* [Work to complete]:
1. Could you restate the Fresenius Kabi article, everything from "The letter to" down to "with out-of-spec results.", with "letter" changed to "notice" throughout?
2. Answer these questions from the Fresenius Kabi article:
(a) Where is the oncology API plant located?
(b) How many cases of halted HPLC analyses did the FDA document?
(c) Whom did the FDA suggest the company hire?
3. How would you continue the Fresenius Kabi article from its last sentence?

* [Source text]:
_ _ _

A Fresenius Kabi cancer drug plant in India savaged by the FDA in the past for hiding serious drug testing issues has been branded with a new warning letter.
The letter to the oncology API plant in Kalyani, Nadia, West Bengal, was issued earlier this month and posted by the FDA this week. While only two observations are outlined in the letter, the FDA said the repeat violations suggest a failure in the company’s production oversight.
“In a previous warning letter (WL 320-13-20), FDA cited similar CGMP deviations. You proposed specific remediation for these deviations in your response,” the letter reads. “These repeated failures demonstrate that your facility’s oversight and control over the manufacture of drugs is inadequate.”
The warning stems from an inspection last May in which investigators found that employees had halted and invalidated HPLC analyses nearly 250 times when they believed the tests were going to end with out-of-spec results.
Fresenius managers acknowledged that analysts “abort HPLC analyses if they 'expect to invalidate' them later for an assignable cause.” The FDA said it documented 248 such cases. But the FDA said that obtaining an unexpected result does not constitute an “assignable cause” and is not a valid reason to interrupt an analysis.
The agency ordered the plant to do a retrospective review of all invalidated out-of-spec results, both those stopped during analysis as well as in finished tests for products on the U.S. market. It suggested that the company hire a consultant that can help it get its processes in order.

_ _ _

* [Data extract]:
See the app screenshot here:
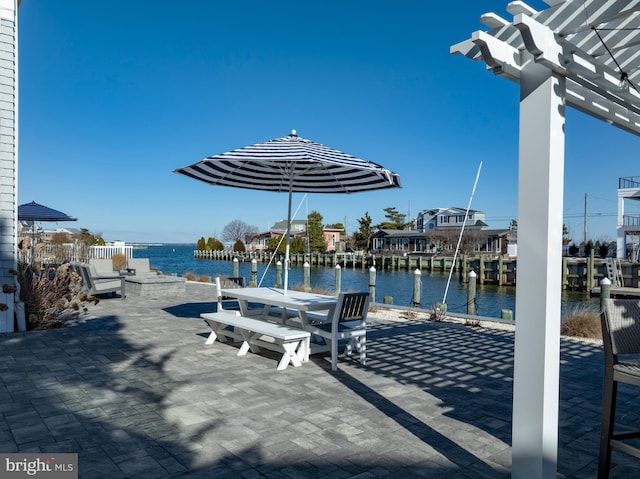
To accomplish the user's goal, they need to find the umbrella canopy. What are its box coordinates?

_ _ _

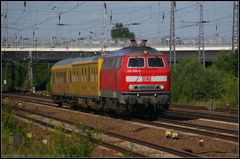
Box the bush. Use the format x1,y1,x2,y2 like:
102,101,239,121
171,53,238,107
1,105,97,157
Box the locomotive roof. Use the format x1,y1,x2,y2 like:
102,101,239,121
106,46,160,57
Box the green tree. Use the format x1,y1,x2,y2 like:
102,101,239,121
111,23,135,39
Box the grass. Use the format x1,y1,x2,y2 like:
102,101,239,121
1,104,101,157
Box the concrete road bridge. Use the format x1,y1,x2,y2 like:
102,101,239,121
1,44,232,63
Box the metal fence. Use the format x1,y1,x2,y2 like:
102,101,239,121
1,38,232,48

_ _ _

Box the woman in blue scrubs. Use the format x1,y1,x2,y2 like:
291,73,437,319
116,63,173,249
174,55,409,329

_ _ _

* [Numbered answers]:
1.
The notice to the oncology API plant in Kalyani, Nadia, West Bengal, was issued earlier this month and posted by the FDA this week. While only two observations are outlined in the notice, the FDA said the repeat violations suggest a failure in the company’s production oversight.
“In a previous warning notice (WL 320-13-20), FDA cited similar CGMP deviations. You proposed specific remediation for these deviations in your response,” the notice reads. “These repeated failures demonstrate that your facility’s oversight and control over the manufacture of drugs is inadequate.”
The warning stems from an inspection last May in which investigators found that employees had halted and invalidated HPLC analyses nearly 250 times when they believed the tests were going to end with out-of-spec results.

2.
(a) Kalyani, Nadia, West Bengal
(b) 248
(c) A consultant who can help it get its processes in order

3.
In 2013, the FDA first found big problems at the plant in India. It discovered that plant employees had lied about having blended APIs that failed quality tests into batches that passed in an effort to hit specifications. The company also confessed that during previous inspections, high-pressure liquid chromatography equipment and computers were removed from the plant so investigators wouldn't learn that the plant had been manipulating data to get passing levels. The 2013 letter said Fresenius "repeatedly delayed, denied, limited or refused to provide information to the FDA investigators."
The new problems with the FDA come at a very inopportune time for the drugmaker, which is making massive investments in its manufacturing capabilities in the U.S. to gain a bigger piece of the generic and sterile injectables market there. It has also bought a portfolio of biosimilars, including copies of injected cancer drugs, that it hopes the FDA will approve.
In April, it committed $4.75 billion to buy U.S.-based generics maker Akorn. It will also spend more than $100 million and add 445 jobs at the syringe and drugmaking site in Wilson, North Carolina, that it acquired in 2016 from Becton Dickinson. That project comes on top of the $250 million the drugmaker is investing in a sterile injectables manufacturing site in Melrose Park, Illinois, near its U.S. headquarters in Lake Zurich, Illinois.